▶ **Exercise requirements**
Rewrite every line from the start of the rows through the line containing "(71, 54), (78, 61)", inclusive, with the requests reproduced unchanged. Scale each coordinate in the answers by 2.6 and round it to a whole number, rounding halves up, but leave all numbers in the requests as they are.

>> START Listed records

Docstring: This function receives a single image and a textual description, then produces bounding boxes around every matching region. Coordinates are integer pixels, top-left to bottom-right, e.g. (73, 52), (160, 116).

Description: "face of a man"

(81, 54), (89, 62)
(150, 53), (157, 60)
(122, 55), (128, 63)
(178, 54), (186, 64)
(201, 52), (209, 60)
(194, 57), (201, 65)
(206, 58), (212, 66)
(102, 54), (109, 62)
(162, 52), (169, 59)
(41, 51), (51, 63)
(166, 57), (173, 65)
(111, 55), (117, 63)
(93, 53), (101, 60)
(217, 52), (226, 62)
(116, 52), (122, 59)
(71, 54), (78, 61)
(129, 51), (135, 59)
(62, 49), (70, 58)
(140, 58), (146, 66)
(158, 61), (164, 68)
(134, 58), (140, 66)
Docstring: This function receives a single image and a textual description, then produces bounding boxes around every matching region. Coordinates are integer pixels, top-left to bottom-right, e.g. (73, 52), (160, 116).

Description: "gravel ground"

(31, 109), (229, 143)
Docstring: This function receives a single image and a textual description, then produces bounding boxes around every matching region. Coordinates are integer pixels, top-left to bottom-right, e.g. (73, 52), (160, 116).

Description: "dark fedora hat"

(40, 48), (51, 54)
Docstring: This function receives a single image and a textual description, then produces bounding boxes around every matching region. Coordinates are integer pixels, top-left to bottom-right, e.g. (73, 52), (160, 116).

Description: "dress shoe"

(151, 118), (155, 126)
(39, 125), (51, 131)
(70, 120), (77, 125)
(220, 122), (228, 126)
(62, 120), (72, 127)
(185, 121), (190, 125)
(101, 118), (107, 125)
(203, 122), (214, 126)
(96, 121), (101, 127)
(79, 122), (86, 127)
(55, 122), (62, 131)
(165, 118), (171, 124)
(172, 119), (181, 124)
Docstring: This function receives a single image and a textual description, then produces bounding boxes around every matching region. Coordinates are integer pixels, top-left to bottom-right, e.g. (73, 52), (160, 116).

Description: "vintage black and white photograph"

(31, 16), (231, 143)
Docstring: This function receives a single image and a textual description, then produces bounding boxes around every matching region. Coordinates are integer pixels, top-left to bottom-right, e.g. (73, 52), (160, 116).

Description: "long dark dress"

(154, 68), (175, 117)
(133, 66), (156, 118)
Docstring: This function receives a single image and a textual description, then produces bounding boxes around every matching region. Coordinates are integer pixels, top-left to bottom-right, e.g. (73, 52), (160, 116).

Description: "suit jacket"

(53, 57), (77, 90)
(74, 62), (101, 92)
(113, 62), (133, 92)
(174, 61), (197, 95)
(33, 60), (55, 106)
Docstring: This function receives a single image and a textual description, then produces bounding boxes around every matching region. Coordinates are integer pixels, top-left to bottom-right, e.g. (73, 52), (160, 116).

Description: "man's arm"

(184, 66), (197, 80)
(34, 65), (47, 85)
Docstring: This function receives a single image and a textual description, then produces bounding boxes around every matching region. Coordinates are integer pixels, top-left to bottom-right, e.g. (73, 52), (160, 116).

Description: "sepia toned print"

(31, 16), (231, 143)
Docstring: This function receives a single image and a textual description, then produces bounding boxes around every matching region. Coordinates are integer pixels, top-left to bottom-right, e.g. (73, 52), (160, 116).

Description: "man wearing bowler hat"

>> END Listed records

▶ **Result of this exercise**
Docstring: This function receives a single image and a textual description, then produces bounding boxes around every matching region. Coordinates are integer pixels, top-left to bottom-right, e.g. (73, 52), (160, 116).

Description: "face of a man"

(211, 140), (231, 161)
(390, 138), (408, 156)
(317, 143), (333, 164)
(463, 140), (484, 166)
(523, 135), (543, 156)
(504, 148), (523, 169)
(536, 151), (551, 172)
(265, 140), (283, 161)
(421, 135), (439, 153)
(107, 133), (133, 164)
(432, 148), (450, 169)
(289, 143), (304, 164)
(242, 138), (263, 156)
(564, 135), (588, 161)
(302, 135), (317, 153)
(185, 140), (203, 159)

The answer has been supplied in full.